— START Extracted information —

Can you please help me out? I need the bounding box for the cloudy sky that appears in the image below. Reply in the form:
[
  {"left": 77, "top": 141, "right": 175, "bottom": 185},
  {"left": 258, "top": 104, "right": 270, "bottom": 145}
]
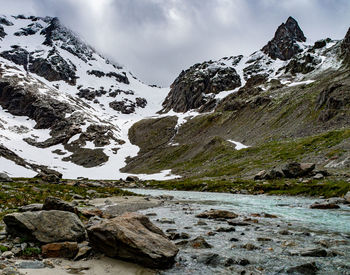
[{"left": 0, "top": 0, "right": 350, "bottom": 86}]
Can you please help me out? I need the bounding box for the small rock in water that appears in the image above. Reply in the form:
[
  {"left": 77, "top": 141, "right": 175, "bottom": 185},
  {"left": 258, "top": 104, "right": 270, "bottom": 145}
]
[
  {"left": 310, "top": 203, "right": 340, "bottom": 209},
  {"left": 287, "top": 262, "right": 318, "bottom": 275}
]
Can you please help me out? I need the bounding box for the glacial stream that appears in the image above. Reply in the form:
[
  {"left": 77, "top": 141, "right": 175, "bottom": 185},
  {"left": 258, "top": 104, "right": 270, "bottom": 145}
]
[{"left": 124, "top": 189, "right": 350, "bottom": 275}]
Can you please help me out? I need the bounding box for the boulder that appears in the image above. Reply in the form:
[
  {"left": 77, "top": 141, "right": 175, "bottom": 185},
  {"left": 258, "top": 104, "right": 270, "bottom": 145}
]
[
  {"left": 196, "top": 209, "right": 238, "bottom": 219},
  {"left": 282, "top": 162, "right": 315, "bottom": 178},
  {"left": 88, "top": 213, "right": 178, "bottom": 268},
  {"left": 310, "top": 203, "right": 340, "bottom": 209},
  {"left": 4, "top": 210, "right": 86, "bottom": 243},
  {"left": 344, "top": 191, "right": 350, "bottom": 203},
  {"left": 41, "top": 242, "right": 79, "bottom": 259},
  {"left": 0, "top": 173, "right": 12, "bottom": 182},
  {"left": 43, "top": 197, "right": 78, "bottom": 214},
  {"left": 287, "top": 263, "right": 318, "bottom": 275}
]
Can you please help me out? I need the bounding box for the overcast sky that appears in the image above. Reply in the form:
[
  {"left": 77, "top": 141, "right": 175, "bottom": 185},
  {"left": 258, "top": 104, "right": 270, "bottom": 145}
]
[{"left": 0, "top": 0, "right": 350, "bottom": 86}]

— END Extracted information —

Print the entire listing above word for word, without the picture.

Can you please help me out? I need the bounding box for the cloudy sky that appears in the image below. Reply in the form:
[
  {"left": 77, "top": 141, "right": 175, "bottom": 185},
  {"left": 258, "top": 104, "right": 270, "bottom": 145}
]
[{"left": 0, "top": 0, "right": 350, "bottom": 86}]
Can you please help me out? I need the bounding box for the small rock in water that appears in the image above. Reply in the form:
[
  {"left": 77, "top": 141, "right": 175, "bottom": 185},
  {"left": 258, "top": 104, "right": 270, "bottom": 145}
]
[
  {"left": 310, "top": 203, "right": 340, "bottom": 209},
  {"left": 287, "top": 262, "right": 318, "bottom": 275}
]
Can you please help me out? I need the bounding box for the glacial stream that appears in the image above. Reply in the form:
[
  {"left": 77, "top": 141, "right": 175, "bottom": 185},
  {"left": 258, "top": 104, "right": 270, "bottom": 145}
]
[{"left": 124, "top": 189, "right": 350, "bottom": 275}]
Can you please help me out? I need the bounding box for the boulder that appears in the image above. Reply in the form:
[
  {"left": 77, "top": 141, "right": 175, "bottom": 185},
  {"left": 258, "top": 104, "right": 270, "bottom": 145}
]
[
  {"left": 196, "top": 209, "right": 238, "bottom": 219},
  {"left": 282, "top": 162, "right": 315, "bottom": 178},
  {"left": 88, "top": 213, "right": 178, "bottom": 268},
  {"left": 310, "top": 203, "right": 340, "bottom": 209},
  {"left": 4, "top": 210, "right": 86, "bottom": 243},
  {"left": 344, "top": 191, "right": 350, "bottom": 203},
  {"left": 41, "top": 242, "right": 79, "bottom": 259},
  {"left": 0, "top": 173, "right": 12, "bottom": 182},
  {"left": 43, "top": 197, "right": 78, "bottom": 214},
  {"left": 287, "top": 263, "right": 318, "bottom": 275}
]
Can you please help me out? I need the bounding box for the overcast sky that appears in the image above. Reply in the form:
[
  {"left": 77, "top": 141, "right": 175, "bottom": 185},
  {"left": 258, "top": 104, "right": 270, "bottom": 145}
]
[{"left": 0, "top": 0, "right": 350, "bottom": 86}]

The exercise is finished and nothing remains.